* _THE TASK_
How many lines of the records below contain the word "wedding"? Answer with the number alone.

* _Recorded data_
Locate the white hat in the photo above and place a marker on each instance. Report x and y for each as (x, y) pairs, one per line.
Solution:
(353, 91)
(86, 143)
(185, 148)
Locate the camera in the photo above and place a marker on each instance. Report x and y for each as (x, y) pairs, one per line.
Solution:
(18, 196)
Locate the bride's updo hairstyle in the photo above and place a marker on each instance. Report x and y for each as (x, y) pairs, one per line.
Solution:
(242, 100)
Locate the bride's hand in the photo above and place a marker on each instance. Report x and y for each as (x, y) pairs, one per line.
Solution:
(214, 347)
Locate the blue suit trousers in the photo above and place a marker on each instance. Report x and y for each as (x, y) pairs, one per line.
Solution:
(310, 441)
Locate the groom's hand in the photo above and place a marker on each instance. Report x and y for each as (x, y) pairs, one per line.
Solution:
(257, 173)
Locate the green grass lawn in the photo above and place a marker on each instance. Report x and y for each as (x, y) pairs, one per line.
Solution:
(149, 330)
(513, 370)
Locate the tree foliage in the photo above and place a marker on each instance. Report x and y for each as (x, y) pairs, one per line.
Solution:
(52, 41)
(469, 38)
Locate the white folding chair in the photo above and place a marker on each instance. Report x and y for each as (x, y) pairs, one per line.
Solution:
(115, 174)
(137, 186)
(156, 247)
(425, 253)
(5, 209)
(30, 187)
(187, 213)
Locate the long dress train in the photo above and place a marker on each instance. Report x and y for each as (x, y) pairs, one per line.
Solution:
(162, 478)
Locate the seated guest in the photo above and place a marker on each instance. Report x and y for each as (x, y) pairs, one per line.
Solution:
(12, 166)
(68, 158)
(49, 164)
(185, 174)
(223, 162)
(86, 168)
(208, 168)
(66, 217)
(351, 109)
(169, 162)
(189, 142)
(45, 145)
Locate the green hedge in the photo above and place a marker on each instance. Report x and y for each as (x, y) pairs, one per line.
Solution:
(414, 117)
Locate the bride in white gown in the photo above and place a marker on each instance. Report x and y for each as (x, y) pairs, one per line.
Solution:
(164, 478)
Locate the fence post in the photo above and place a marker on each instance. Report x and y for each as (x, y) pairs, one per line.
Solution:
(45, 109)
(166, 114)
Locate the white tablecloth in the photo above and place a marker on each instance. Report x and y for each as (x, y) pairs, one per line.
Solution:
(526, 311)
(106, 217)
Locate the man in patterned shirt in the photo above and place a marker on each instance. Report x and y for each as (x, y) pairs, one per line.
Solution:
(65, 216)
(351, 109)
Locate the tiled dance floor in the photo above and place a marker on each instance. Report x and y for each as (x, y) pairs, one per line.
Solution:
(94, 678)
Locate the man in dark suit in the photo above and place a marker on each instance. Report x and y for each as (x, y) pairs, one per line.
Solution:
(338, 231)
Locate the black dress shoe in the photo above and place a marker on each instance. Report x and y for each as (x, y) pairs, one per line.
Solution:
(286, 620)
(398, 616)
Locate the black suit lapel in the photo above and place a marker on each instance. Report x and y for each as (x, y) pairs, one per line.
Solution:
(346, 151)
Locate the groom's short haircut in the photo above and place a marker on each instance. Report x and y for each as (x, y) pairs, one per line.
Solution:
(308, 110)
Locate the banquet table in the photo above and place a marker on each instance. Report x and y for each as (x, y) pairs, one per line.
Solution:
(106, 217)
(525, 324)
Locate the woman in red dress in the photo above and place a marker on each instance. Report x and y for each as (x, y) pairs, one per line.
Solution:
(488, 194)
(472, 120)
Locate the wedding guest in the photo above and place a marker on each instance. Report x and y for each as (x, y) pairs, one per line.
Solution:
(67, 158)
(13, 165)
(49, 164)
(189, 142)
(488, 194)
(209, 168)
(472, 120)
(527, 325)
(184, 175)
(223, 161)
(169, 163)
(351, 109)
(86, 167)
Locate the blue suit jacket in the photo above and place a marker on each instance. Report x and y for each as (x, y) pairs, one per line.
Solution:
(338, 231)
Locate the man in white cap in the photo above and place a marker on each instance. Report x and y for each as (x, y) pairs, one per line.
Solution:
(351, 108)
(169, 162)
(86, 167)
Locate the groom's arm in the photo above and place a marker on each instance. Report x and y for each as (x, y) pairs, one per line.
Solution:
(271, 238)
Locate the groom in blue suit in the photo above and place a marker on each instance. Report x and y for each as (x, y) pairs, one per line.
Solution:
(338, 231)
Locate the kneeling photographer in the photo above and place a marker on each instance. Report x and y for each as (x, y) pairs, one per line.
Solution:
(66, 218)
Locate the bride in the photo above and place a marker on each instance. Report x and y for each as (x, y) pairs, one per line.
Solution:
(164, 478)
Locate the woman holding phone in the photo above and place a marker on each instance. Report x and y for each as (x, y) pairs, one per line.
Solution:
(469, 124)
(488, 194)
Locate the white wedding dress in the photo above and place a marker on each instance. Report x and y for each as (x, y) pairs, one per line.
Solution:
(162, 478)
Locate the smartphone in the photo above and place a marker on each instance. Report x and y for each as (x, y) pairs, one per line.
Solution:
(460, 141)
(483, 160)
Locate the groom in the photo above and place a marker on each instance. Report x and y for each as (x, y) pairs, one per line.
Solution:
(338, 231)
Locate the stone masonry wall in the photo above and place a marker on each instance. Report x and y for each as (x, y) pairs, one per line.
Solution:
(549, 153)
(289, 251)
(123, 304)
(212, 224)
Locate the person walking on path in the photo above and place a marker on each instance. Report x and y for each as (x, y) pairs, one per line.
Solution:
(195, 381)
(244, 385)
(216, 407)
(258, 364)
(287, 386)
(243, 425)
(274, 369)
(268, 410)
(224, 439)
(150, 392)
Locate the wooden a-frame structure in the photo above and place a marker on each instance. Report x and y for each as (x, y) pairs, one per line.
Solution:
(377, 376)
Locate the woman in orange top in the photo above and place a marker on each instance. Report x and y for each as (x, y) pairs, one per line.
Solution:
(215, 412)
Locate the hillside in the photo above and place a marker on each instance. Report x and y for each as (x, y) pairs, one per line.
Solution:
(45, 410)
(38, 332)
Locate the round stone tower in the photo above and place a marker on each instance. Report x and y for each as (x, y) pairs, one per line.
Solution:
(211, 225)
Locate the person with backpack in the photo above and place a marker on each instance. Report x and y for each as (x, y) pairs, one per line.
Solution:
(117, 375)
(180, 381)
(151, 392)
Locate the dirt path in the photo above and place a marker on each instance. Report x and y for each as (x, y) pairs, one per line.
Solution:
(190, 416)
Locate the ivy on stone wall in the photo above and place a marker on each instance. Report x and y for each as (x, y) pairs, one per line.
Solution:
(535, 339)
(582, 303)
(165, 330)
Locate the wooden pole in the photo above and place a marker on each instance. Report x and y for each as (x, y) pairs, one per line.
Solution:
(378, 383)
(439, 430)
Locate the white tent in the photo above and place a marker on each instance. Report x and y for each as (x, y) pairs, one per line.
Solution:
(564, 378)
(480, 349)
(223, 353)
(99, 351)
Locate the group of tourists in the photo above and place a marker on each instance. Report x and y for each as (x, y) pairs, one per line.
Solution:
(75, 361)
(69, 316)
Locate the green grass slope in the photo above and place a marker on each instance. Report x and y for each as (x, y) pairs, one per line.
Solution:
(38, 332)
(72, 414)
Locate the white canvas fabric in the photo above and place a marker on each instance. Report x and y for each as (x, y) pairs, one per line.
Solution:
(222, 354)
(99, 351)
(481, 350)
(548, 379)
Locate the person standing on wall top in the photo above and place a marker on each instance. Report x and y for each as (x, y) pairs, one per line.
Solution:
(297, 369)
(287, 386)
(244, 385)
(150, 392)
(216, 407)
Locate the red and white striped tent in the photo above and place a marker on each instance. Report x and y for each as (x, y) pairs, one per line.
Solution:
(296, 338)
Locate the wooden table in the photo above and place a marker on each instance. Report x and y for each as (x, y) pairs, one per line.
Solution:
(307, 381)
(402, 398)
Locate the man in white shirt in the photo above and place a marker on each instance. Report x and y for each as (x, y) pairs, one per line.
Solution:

* _RESPONSE TO THE EXERCISE_
2